■ To do ■
Resume the dataset and training documentation below, continuing from its last sentence.

■ Page extract ■
Each subdirectory contains:

  • metadata.json — per-frame camera parameters and per-object descriptions (required)
  • <uid>/<frame_index>.png — rendered images, one folder per object UID

The root-level all_final_captions.json provides global caption overrides shared across all subfolders.

Custom Dataset Format

Each dataset directory contains a metadata.json keyed by <uid>/<frame>.png:

{
  "0290a9bf3100495b87029541363f2b24/000.png": {
    "uid": "0290a9bf3100495b87029541363f2b24",
    "image_path": "0290a9bf3100495b87029541363f2b24/000.png",
    "matrix": [
      [r00, r01, r02, tx],
      [r10, r11, r12, ty],
      [r20, r21, r22, tz]
    ],
    "azimuth_degrees": -9.96,
    "elevation_degrees": 8.05,
    "q": [qx, qy, qz, qw],
    "t": [tx, ty, tz],
    "object_type": "container ship",
    "background": "a dark, moonlit sea with a subtle glow",
    "descriptions": ["with blue containers", "with deck machinery"],
    "name": "container ship"
  }
}

Required fields:

  • uid — Object UID (folder name)
  • image_path — Relative path to image (<uid>/<frame>.png)
  • matrix — 3×4 camera extrinsic [R | t]
  • name — Object class name (used for prompt generation)

Optional fields:

  • azimuth_degrees, elevation_degrees — Pre-computed camera angles
  • q, t — Quaternion and translation (alternative to matrix)
  • object_type, background, descriptions — Used for caption template generation
  • filter_result — Set to "reject" to exclude a sample from training

Training

Harmon Backbone

  1. Edit DATA_ROOT in configs/examples/viewpoint_training_1_5b.py to point at the directory that contains viewpoint_dataset/ (see Dataset above).
  2. Place pretrained checkpoints under checkpoints/harmon/Harmon-1.5b-ReAlign-plus.pth and checkpoints/harmon/kl16.ckpt (see Pretrained Checkpoints).
  3. (Optional) wandb: the config enables WandbVisBackend with project=camera-control and name=viewtoken_1_5b_8gpu. Run wandb login once (or set WANDB_API_KEY), or export WANDB_MODE=disabled to opt out. Edit init_kwargs in the config's visualizer block to change project/entity/run name.
  4. Launch training:
# Multi-GPU — the default config is tuned for 8 GPUs
torchrun --nproc_per_node=8 scripts/train.py \
    configs/examples/viewpoint_training_1_5b.py \
    --launcher pytorch \
    --work-dir work_dirs/viewtoken_1_5b

# Single GPU — also set multi_gpu=False in the config
python scripts/train.py configs/examples/viewpoint_training_1_5b.py \
    --work-dir work_dirs/viewtoken_1_5b

Checkpoints land at <work-dir>/iter_<N>.pth every save_steps iterations (10k by default).

■ Supplied entries ■
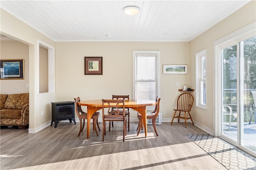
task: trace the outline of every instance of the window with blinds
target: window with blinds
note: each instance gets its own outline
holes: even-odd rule
[[[155,100],[160,95],[160,59],[159,51],[133,51],[135,99]]]

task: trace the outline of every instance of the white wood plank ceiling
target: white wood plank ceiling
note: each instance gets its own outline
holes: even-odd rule
[[[1,0],[0,6],[56,41],[189,41],[249,1]],[[126,15],[128,6],[140,11]]]

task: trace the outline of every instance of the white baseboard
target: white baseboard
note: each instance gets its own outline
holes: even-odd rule
[[[50,121],[49,121],[48,122],[46,123],[45,123],[41,125],[38,127],[37,127],[35,129],[32,129],[32,128],[28,128],[28,133],[35,133],[41,131],[41,130],[45,128],[48,126],[51,125],[51,122]]]

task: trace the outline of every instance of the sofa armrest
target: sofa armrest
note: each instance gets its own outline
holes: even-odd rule
[[[22,119],[22,124],[28,124],[28,118],[29,116],[29,104],[24,105],[21,109],[20,118]]]

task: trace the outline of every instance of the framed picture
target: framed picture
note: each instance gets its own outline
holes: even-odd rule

■ Exercise output ■
A few config knobs worth knowing:

  • multi_gpu — set True for torchrun launches (wires up DDP with find_unused_parameters=True for the multi-task sampler), False for single-GPU python scripts/train.py.
  • batch_size is per-GPU. Effective global batch = batch_size × num_gpus × accumulative_counts. Default 6 × 8 × 4 = 192. Scale batch_size inversely with GPU count to hold this constant.
  • gradient_checkpointing = False by default. Enabling it requires also setting static_graph=True in strategy.model_wrapper, otherwise DDP raises a reentrant-backward error.

Stable Diffusion 2.1

cd stable_diffusion

# Train and evaluate (all three stages, default)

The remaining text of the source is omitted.